WHAT NEEDS TO BE DONE. Find every line in the data below that contains the string "paved", matching case exactly, and copy each of those lines.

___ RECORD SET

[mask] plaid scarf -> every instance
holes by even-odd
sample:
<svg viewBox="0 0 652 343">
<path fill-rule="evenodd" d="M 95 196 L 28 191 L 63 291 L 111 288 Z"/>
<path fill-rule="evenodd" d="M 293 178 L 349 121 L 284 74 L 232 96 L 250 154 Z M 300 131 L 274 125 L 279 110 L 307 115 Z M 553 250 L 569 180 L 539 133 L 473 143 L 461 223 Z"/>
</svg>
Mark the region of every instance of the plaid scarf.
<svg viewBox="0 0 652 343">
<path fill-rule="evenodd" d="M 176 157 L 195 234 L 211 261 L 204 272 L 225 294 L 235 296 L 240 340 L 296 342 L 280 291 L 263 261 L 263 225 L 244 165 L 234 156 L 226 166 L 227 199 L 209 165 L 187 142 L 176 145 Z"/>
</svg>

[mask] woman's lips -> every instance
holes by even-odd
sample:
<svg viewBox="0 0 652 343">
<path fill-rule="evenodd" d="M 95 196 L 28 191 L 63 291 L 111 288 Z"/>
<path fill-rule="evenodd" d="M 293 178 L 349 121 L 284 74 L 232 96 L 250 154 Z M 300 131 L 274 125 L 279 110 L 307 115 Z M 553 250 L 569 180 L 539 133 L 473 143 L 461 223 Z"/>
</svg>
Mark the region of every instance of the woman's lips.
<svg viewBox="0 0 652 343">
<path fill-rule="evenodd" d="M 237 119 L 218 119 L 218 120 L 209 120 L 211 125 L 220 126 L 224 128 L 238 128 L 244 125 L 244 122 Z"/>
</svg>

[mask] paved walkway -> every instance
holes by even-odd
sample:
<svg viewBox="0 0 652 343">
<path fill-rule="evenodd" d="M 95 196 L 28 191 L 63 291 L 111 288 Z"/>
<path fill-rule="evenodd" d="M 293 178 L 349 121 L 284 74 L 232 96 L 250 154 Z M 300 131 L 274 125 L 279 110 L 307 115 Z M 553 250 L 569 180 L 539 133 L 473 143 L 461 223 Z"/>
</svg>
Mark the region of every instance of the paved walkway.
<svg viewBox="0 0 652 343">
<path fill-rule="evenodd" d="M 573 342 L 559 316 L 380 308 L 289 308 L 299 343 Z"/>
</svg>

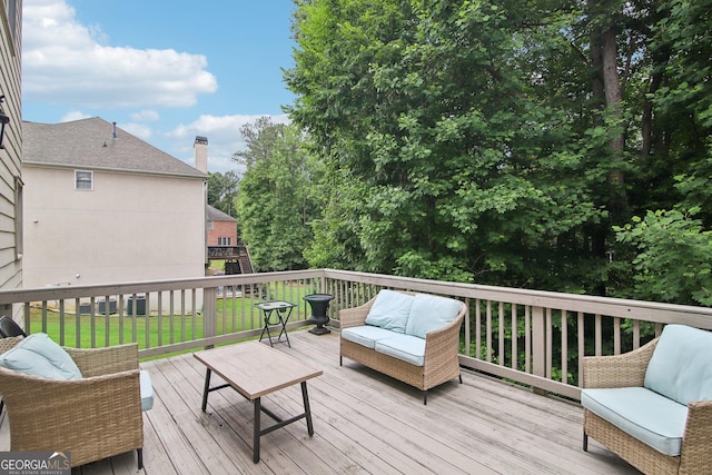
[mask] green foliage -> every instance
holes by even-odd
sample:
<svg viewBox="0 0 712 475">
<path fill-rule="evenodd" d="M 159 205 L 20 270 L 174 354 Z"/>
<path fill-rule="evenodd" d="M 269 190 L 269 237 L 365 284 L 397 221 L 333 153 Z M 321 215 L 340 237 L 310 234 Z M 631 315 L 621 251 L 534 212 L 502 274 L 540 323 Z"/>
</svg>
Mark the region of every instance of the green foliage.
<svg viewBox="0 0 712 475">
<path fill-rule="evenodd" d="M 208 205 L 235 218 L 237 216 L 235 199 L 237 198 L 238 186 L 239 177 L 235 171 L 225 174 L 209 172 Z"/>
<path fill-rule="evenodd" d="M 266 118 L 241 132 L 247 149 L 234 157 L 247 167 L 237 198 L 241 239 L 257 270 L 305 268 L 303 250 L 313 238 L 315 207 L 301 137 L 293 127 Z"/>
<path fill-rule="evenodd" d="M 696 211 L 649 211 L 616 228 L 616 238 L 637 249 L 637 298 L 712 305 L 712 231 L 693 218 Z"/>
</svg>

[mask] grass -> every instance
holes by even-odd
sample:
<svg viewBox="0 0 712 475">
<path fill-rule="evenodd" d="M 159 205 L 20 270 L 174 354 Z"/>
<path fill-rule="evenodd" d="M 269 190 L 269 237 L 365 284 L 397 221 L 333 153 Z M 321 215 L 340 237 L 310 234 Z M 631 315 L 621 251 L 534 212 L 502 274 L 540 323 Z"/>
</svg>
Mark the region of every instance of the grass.
<svg viewBox="0 0 712 475">
<path fill-rule="evenodd" d="M 263 287 L 257 295 L 269 296 L 269 300 L 288 300 L 297 304 L 290 321 L 305 318 L 303 297 L 313 293 L 309 286 L 298 284 L 273 284 Z M 265 298 L 255 296 L 233 297 L 229 293 L 218 297 L 216 301 L 218 335 L 249 329 L 259 329 L 263 315 L 255 304 Z M 77 329 L 79 328 L 79 344 L 77 345 Z M 105 314 L 75 315 L 66 313 L 63 318 L 59 313 L 40 308 L 30 309 L 30 331 L 46 333 L 55 342 L 63 346 L 91 348 L 119 345 L 121 343 L 138 343 L 139 348 L 156 348 L 171 343 L 189 342 L 204 336 L 204 315 L 151 315 L 118 316 Z"/>
</svg>

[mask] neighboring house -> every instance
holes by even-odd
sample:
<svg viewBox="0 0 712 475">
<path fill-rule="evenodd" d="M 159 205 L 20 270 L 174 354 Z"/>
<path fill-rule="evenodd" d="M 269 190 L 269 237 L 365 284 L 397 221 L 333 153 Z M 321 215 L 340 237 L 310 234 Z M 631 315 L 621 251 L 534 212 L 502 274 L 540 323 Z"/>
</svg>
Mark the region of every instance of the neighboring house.
<svg viewBox="0 0 712 475">
<path fill-rule="evenodd" d="M 237 219 L 212 206 L 207 206 L 208 246 L 236 246 Z"/>
<path fill-rule="evenodd" d="M 205 275 L 206 172 L 100 118 L 23 126 L 24 287 Z"/>
<path fill-rule="evenodd" d="M 237 219 L 207 206 L 206 234 L 208 258 L 225 260 L 225 274 L 253 274 L 253 260 L 247 246 L 237 244 Z"/>
<path fill-rule="evenodd" d="M 0 11 L 0 289 L 22 287 L 22 113 L 20 63 L 22 0 L 4 0 Z M 19 307 L 18 307 L 19 310 Z M 12 309 L 0 307 L 0 315 Z"/>
</svg>

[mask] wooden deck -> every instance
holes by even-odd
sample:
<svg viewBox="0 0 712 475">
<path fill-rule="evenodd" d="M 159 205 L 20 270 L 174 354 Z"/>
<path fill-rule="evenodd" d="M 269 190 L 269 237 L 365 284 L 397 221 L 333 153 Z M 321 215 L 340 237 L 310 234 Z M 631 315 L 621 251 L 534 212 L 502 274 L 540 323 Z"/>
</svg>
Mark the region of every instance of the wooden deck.
<svg viewBox="0 0 712 475">
<path fill-rule="evenodd" d="M 205 367 L 191 355 L 141 364 L 156 402 L 145 413 L 147 474 L 637 474 L 595 441 L 582 445 L 577 404 L 538 396 L 481 374 L 421 392 L 354 362 L 338 364 L 336 333 L 289 334 L 279 350 L 324 370 L 308 382 L 314 437 L 304 420 L 261 439 L 251 454 L 253 406 L 226 388 L 200 410 Z M 217 377 L 214 376 L 217 383 Z M 303 410 L 299 386 L 263 398 L 289 417 Z M 270 423 L 263 415 L 264 424 Z M 9 449 L 7 422 L 0 449 Z M 85 474 L 136 474 L 136 454 L 76 468 Z"/>
</svg>

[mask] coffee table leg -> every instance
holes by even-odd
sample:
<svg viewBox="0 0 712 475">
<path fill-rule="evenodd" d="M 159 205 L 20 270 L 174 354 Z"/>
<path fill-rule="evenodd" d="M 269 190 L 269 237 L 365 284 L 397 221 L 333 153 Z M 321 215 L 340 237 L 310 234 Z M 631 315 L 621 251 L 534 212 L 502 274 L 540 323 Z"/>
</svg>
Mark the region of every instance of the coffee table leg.
<svg viewBox="0 0 712 475">
<path fill-rule="evenodd" d="M 253 428 L 253 462 L 259 462 L 259 433 L 260 433 L 260 424 L 259 419 L 261 418 L 261 398 L 256 398 L 253 400 L 255 404 L 255 424 Z"/>
<path fill-rule="evenodd" d="M 212 372 L 208 368 L 205 372 L 205 387 L 202 388 L 202 412 L 208 407 L 208 393 L 210 392 L 210 375 Z"/>
<path fill-rule="evenodd" d="M 314 425 L 312 424 L 312 409 L 309 408 L 309 395 L 307 394 L 307 382 L 301 382 L 301 398 L 304 399 L 304 414 L 307 418 L 307 432 L 309 437 L 314 435 Z"/>
</svg>

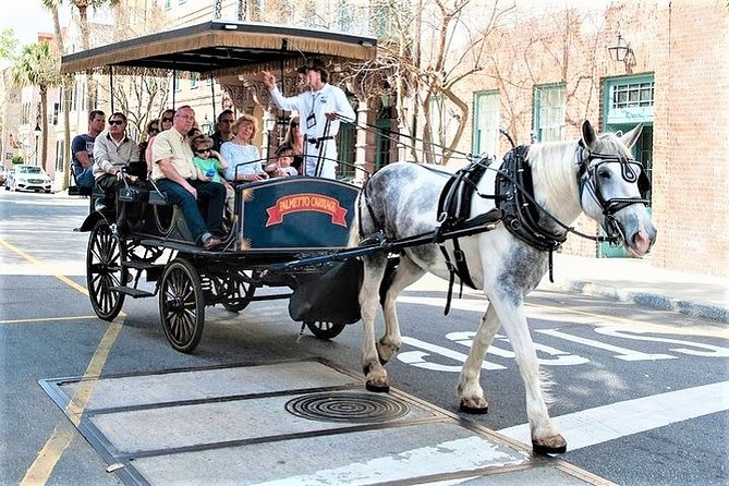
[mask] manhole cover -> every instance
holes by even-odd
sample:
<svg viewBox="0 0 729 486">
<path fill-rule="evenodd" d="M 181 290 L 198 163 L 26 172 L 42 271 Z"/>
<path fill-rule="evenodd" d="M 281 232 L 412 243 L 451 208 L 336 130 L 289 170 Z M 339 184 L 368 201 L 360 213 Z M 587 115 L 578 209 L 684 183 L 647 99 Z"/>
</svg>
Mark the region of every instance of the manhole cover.
<svg viewBox="0 0 729 486">
<path fill-rule="evenodd" d="M 297 397 L 285 404 L 296 416 L 321 422 L 377 423 L 400 418 L 406 404 L 374 393 L 323 392 Z"/>
</svg>

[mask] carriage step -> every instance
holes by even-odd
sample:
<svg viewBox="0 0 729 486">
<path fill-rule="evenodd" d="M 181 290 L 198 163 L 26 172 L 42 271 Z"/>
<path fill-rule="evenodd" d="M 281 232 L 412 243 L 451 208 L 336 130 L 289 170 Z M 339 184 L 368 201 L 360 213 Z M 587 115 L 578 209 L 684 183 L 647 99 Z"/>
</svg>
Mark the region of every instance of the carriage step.
<svg viewBox="0 0 729 486">
<path fill-rule="evenodd" d="M 150 268 L 162 268 L 165 265 L 155 264 L 153 262 L 132 260 L 124 262 L 122 266 L 126 268 L 136 268 L 137 270 L 148 270 Z"/>
<path fill-rule="evenodd" d="M 139 290 L 139 289 L 132 289 L 131 287 L 120 287 L 120 285 L 114 285 L 109 288 L 110 291 L 113 292 L 120 292 L 125 295 L 130 295 L 134 299 L 139 299 L 139 297 L 154 297 L 155 294 L 153 292 L 147 292 L 146 290 Z"/>
</svg>

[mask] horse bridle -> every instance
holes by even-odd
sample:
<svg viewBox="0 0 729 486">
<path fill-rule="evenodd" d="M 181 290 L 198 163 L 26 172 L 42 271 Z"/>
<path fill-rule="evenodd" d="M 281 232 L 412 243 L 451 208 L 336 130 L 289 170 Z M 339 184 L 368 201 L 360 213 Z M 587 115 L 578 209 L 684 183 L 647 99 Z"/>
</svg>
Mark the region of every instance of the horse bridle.
<svg viewBox="0 0 729 486">
<path fill-rule="evenodd" d="M 649 201 L 645 197 L 610 197 L 606 199 L 603 194 L 598 171 L 600 166 L 605 163 L 619 163 L 622 179 L 629 183 L 637 182 L 637 190 L 641 193 L 641 196 L 643 196 L 651 190 L 651 181 L 645 174 L 643 165 L 630 157 L 591 151 L 584 146 L 582 141 L 580 141 L 580 147 L 587 151 L 587 156 L 582 159 L 578 170 L 580 204 L 582 205 L 583 193 L 587 191 L 603 209 L 605 231 L 608 233 L 608 236 L 615 239 L 616 234 L 620 234 L 624 240 L 624 234 L 622 234 L 622 230 L 615 218 L 615 214 L 633 204 L 649 204 Z M 597 163 L 593 163 L 593 160 L 598 161 Z"/>
</svg>

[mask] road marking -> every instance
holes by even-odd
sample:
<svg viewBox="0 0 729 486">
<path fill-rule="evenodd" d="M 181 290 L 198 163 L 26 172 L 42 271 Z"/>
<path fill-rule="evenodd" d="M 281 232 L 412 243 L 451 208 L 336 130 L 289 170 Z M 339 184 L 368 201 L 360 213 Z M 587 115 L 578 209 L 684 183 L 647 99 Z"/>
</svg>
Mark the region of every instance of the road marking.
<svg viewBox="0 0 729 486">
<path fill-rule="evenodd" d="M 1 324 L 33 324 L 33 323 L 49 323 L 57 320 L 84 320 L 84 319 L 98 319 L 97 315 L 93 316 L 69 316 L 69 317 L 36 317 L 33 319 L 11 319 L 11 320 L 0 320 Z"/>
<path fill-rule="evenodd" d="M 88 291 L 84 287 L 74 282 L 64 275 L 59 274 L 49 265 L 28 255 L 21 248 L 8 243 L 2 239 L 0 239 L 0 245 L 4 246 L 11 252 L 16 253 L 31 264 L 44 269 L 52 277 L 56 277 L 57 279 L 61 280 L 69 287 L 77 290 L 82 294 L 88 295 Z M 125 314 L 121 313 L 120 316 L 117 319 L 114 319 L 114 321 L 111 323 L 107 328 L 107 331 L 104 333 L 104 337 L 101 338 L 101 342 L 99 342 L 99 345 L 96 348 L 96 351 L 94 352 L 94 355 L 92 356 L 92 360 L 88 363 L 88 366 L 86 367 L 86 373 L 84 373 L 81 386 L 78 387 L 76 392 L 69 401 L 69 404 L 66 405 L 65 412 L 71 418 L 73 425 L 76 427 L 81 422 L 81 417 L 84 413 L 84 410 L 86 409 L 86 405 L 88 404 L 88 400 L 94 391 L 94 387 L 96 386 L 97 381 L 94 378 L 98 378 L 99 375 L 101 374 L 101 370 L 104 369 L 104 366 L 109 357 L 109 352 L 111 351 L 111 347 L 117 341 L 119 332 L 124 326 L 124 318 Z M 69 318 L 61 317 L 57 320 L 61 319 L 69 319 Z M 48 438 L 44 447 L 38 451 L 38 455 L 36 455 L 36 459 L 35 461 L 33 461 L 33 464 L 31 464 L 28 470 L 25 472 L 25 476 L 23 476 L 21 485 L 29 486 L 29 485 L 46 484 L 46 482 L 50 477 L 50 474 L 53 472 L 56 464 L 58 464 L 58 461 L 61 459 L 61 455 L 63 455 L 65 449 L 71 445 L 71 441 L 73 440 L 74 437 L 76 437 L 75 429 L 70 428 L 66 424 L 59 424 L 53 429 L 53 433 Z"/>
<path fill-rule="evenodd" d="M 729 410 L 729 381 L 627 400 L 554 417 L 567 439 L 568 450 L 582 449 Z M 507 437 L 532 444 L 528 424 L 498 430 Z"/>
<path fill-rule="evenodd" d="M 70 278 L 68 278 L 64 275 L 59 274 L 50 265 L 47 265 L 47 264 L 40 262 L 39 259 L 35 258 L 34 256 L 28 255 L 27 253 L 25 253 L 24 251 L 22 251 L 17 246 L 14 246 L 14 245 L 8 243 L 7 241 L 4 241 L 1 238 L 0 238 L 0 246 L 4 246 L 5 248 L 10 250 L 11 252 L 16 253 L 17 255 L 22 256 L 26 260 L 31 262 L 33 265 L 36 265 L 37 267 L 39 267 L 42 270 L 45 270 L 46 272 L 48 272 L 50 276 L 56 277 L 57 279 L 59 279 L 60 281 L 65 283 L 66 285 L 77 290 L 78 292 L 83 293 L 84 295 L 88 295 L 88 291 L 86 290 L 85 287 L 80 285 L 78 283 L 74 282 L 73 280 L 71 280 Z"/>
</svg>

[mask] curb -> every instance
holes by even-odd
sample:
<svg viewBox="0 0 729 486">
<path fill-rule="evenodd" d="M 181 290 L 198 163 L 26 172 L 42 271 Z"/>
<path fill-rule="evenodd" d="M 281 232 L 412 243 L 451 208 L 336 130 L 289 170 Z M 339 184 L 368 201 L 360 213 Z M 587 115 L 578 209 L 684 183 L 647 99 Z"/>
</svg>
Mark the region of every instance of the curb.
<svg viewBox="0 0 729 486">
<path fill-rule="evenodd" d="M 569 292 L 602 296 L 620 302 L 631 302 L 644 307 L 678 312 L 680 314 L 702 317 L 716 323 L 729 323 L 729 306 L 685 301 L 651 292 L 621 290 L 575 280 L 563 281 L 563 283 L 555 285 Z"/>
</svg>

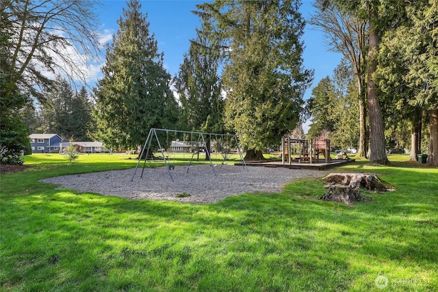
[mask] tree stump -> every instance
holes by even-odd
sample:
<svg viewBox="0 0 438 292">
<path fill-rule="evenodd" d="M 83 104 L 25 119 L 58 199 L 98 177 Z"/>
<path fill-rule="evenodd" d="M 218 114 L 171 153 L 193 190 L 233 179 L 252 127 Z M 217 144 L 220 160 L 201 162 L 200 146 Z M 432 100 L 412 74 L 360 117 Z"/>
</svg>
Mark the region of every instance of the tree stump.
<svg viewBox="0 0 438 292">
<path fill-rule="evenodd" d="M 322 179 L 328 184 L 324 186 L 328 189 L 318 200 L 341 202 L 351 204 L 353 202 L 366 202 L 371 198 L 362 196 L 360 189 L 366 187 L 370 191 L 388 191 L 394 190 L 392 186 L 377 177 L 376 174 L 335 173 Z"/>
</svg>

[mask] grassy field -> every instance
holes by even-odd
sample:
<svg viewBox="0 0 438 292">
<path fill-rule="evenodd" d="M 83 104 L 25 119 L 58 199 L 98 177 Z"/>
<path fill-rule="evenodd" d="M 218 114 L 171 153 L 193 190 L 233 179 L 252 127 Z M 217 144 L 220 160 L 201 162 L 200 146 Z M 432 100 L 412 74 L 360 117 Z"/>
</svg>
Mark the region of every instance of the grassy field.
<svg viewBox="0 0 438 292">
<path fill-rule="evenodd" d="M 330 170 L 396 189 L 348 207 L 315 200 L 314 178 L 205 205 L 78 193 L 38 180 L 135 156 L 25 157 L 31 167 L 0 176 L 0 290 L 438 291 L 438 169 L 389 158 Z"/>
</svg>

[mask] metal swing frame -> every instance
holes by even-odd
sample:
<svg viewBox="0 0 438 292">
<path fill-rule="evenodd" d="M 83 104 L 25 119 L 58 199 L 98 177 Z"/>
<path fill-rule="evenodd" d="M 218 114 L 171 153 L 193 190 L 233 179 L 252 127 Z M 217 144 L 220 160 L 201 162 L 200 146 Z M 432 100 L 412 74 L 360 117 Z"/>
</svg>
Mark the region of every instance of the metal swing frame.
<svg viewBox="0 0 438 292">
<path fill-rule="evenodd" d="M 199 145 L 199 142 L 202 141 L 202 142 L 203 143 L 204 145 L 207 146 L 207 143 L 205 142 L 205 139 L 204 138 L 205 135 L 210 135 L 210 137 L 211 137 L 211 135 L 215 135 L 216 137 L 217 136 L 220 136 L 221 137 L 231 137 L 230 139 L 231 139 L 231 140 L 234 140 L 235 141 L 235 144 L 236 144 L 236 147 L 237 148 L 237 152 L 239 153 L 239 156 L 240 157 L 240 160 L 242 161 L 242 165 L 244 168 L 244 170 L 246 170 L 247 171 L 248 170 L 248 165 L 246 165 L 246 163 L 245 163 L 245 159 L 244 159 L 244 155 L 242 152 L 242 150 L 240 148 L 240 147 L 239 146 L 239 143 L 237 142 L 237 137 L 234 135 L 234 134 L 219 134 L 219 133 L 203 133 L 203 132 L 194 132 L 194 131 L 178 131 L 178 130 L 171 130 L 171 129 L 157 129 L 157 128 L 151 128 L 149 130 L 149 133 L 148 133 L 148 136 L 147 138 L 146 139 L 146 142 L 144 142 L 144 145 L 143 146 L 143 148 L 142 149 L 142 152 L 138 157 L 138 161 L 137 162 L 137 165 L 136 166 L 136 169 L 134 170 L 134 173 L 132 175 L 132 178 L 131 179 L 131 181 L 133 181 L 134 180 L 134 177 L 136 176 L 136 173 L 137 172 L 137 170 L 138 169 L 138 166 L 140 165 L 140 160 L 142 159 L 142 157 L 143 157 L 143 154 L 144 153 L 144 151 L 146 150 L 146 155 L 148 153 L 149 153 L 149 150 L 151 150 L 151 145 L 152 144 L 152 140 L 155 139 L 157 140 L 157 143 L 158 144 L 158 147 L 159 148 L 159 151 L 161 152 L 162 154 L 162 157 L 163 159 L 163 160 L 164 161 L 164 163 L 166 164 L 166 168 L 167 169 L 168 173 L 169 174 L 169 177 L 170 178 L 170 180 L 173 182 L 173 176 L 172 176 L 172 172 L 170 172 L 170 168 L 171 168 L 171 164 L 169 163 L 169 162 L 168 161 L 168 159 L 167 159 L 166 158 L 166 155 L 164 155 L 164 151 L 163 150 L 163 147 L 162 146 L 162 144 L 159 142 L 159 139 L 158 138 L 158 135 L 157 135 L 157 132 L 166 132 L 166 133 L 168 135 L 169 132 L 171 133 L 182 133 L 183 135 L 187 134 L 190 134 L 192 135 L 192 137 L 193 137 L 193 135 L 198 135 L 198 140 L 196 141 L 196 146 L 198 147 Z M 211 140 L 211 138 L 210 138 Z M 146 150 L 147 149 L 147 150 Z M 211 167 L 211 170 L 213 170 L 213 173 L 214 174 L 215 176 L 217 176 L 216 174 L 216 165 L 214 165 L 213 162 L 211 161 L 211 155 L 210 155 L 209 152 L 209 150 L 205 147 L 205 152 L 206 152 L 206 155 L 208 157 L 208 159 L 210 161 L 210 166 Z M 193 162 L 193 157 L 194 156 L 194 151 L 192 152 L 192 158 L 190 159 L 190 163 L 189 164 L 189 165 L 187 168 L 187 173 L 188 173 L 189 170 L 193 167 L 193 165 L 192 165 L 192 162 Z M 143 172 L 144 172 L 144 168 L 146 167 L 146 161 L 147 157 L 145 158 L 144 159 L 144 162 L 143 163 L 143 168 L 142 169 L 142 174 L 140 175 L 140 177 L 143 177 Z M 222 161 L 222 164 L 223 164 L 223 161 Z M 172 165 L 173 168 L 175 168 L 175 165 Z M 222 165 L 221 165 L 222 168 Z"/>
</svg>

______

TASK SOLUTION.
[mask] paved walkway -> every instance
Mark the region of every instance of the paved walkway.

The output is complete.